*** Opening Provided information ***

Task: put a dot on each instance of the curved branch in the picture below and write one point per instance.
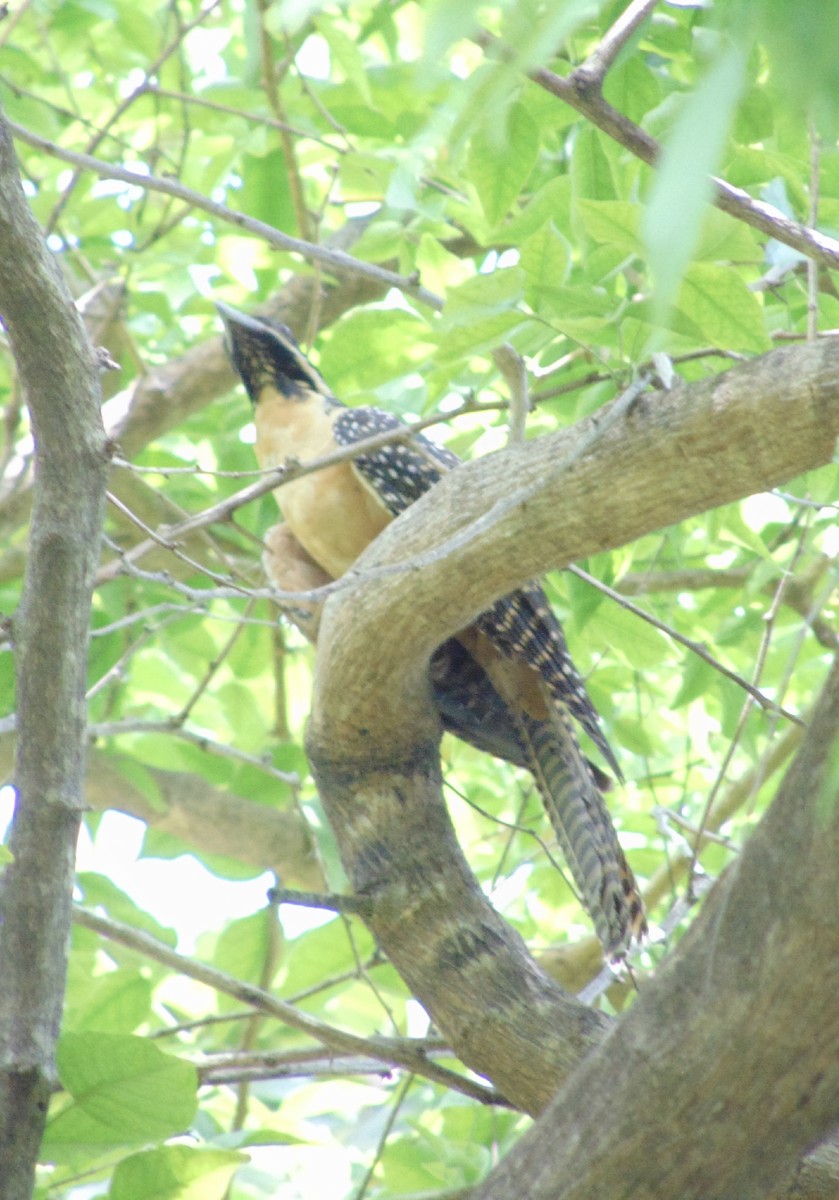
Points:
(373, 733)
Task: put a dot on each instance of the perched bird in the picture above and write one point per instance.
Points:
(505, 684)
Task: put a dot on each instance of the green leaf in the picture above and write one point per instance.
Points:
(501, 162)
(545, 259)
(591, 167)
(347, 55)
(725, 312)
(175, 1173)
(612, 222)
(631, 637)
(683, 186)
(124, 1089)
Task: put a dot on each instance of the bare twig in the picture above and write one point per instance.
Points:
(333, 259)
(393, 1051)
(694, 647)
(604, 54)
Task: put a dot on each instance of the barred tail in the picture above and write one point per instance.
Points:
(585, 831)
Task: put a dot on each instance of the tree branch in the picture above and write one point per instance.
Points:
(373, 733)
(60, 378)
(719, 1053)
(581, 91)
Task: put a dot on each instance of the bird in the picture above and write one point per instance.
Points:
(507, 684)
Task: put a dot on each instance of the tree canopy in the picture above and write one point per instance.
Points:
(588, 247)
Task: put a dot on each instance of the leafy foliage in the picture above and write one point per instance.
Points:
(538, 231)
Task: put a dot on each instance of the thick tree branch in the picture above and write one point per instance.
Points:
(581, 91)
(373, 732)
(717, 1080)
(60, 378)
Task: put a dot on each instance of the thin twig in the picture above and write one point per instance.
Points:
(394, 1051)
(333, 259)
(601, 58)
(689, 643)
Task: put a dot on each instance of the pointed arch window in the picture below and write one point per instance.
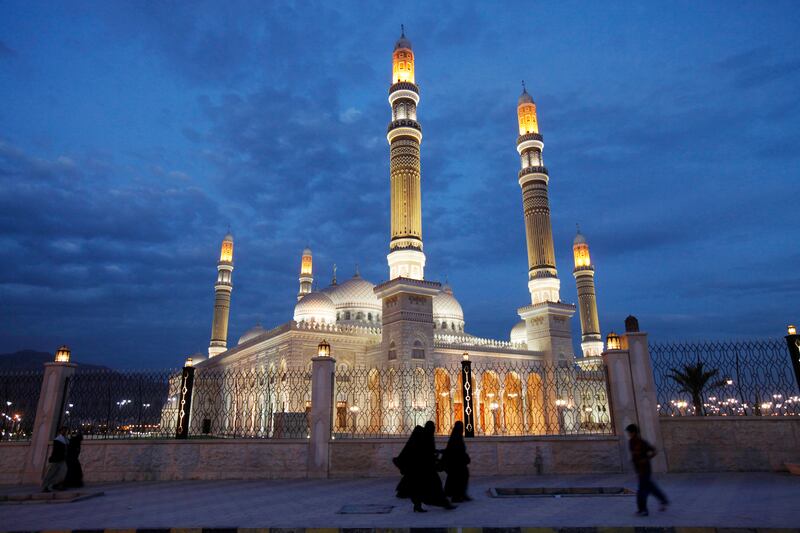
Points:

*** Closing Provided information ***

▶ How to complete this task:
Your answer must consist of the entries, unchanged, with no pictures in it.

▶ Answer section:
Task: put a dot on each instance of the curved branch in the picture below and write one point per instance.
Points:
(373, 733)
Task: put a dot on each instance of the perched bird in the picture above and write one point per instance.
Points:
(505, 684)
Task: put a dot on each instance of the green leaf in the picture above and write one point per instance.
Points:
(501, 162)
(545, 259)
(591, 167)
(347, 55)
(725, 312)
(175, 1173)
(612, 222)
(631, 637)
(683, 186)
(124, 1089)
Task: put a dot on each instance of the bare twig in the picture above and write one point per instance.
Points:
(333, 259)
(393, 1051)
(694, 647)
(604, 54)
Task: put a dot on each instance of the barred tail in the picture above and write one point per instance.
Points:
(585, 831)
Task: put a dot on each instance of the tree branch in the picture above and write one point per instance.
Points:
(373, 733)
(60, 378)
(719, 1053)
(581, 91)
Task: put a dot on each instance of the bird in the picture above and write one point per instance.
Points:
(507, 684)
Task: put a dot on each instance of the tree canopy in the picture above and write one point per instance.
Points:
(588, 247)
Task: put a dot on each instance of the leafy foliage in the picture above and write one point per instance.
Points:
(538, 231)
Task: put a dot on each instance of the thick tree branch in the picture above and write one point per instance.
Points:
(581, 91)
(373, 732)
(717, 1080)
(60, 378)
Task: put a dot on each instance of the thin twig in the picture above and write one point per instance.
Points:
(394, 1051)
(333, 259)
(601, 58)
(689, 643)
Task: put a dot on each instance of the pointed arch window in the picture below and write one point per instance.
Points:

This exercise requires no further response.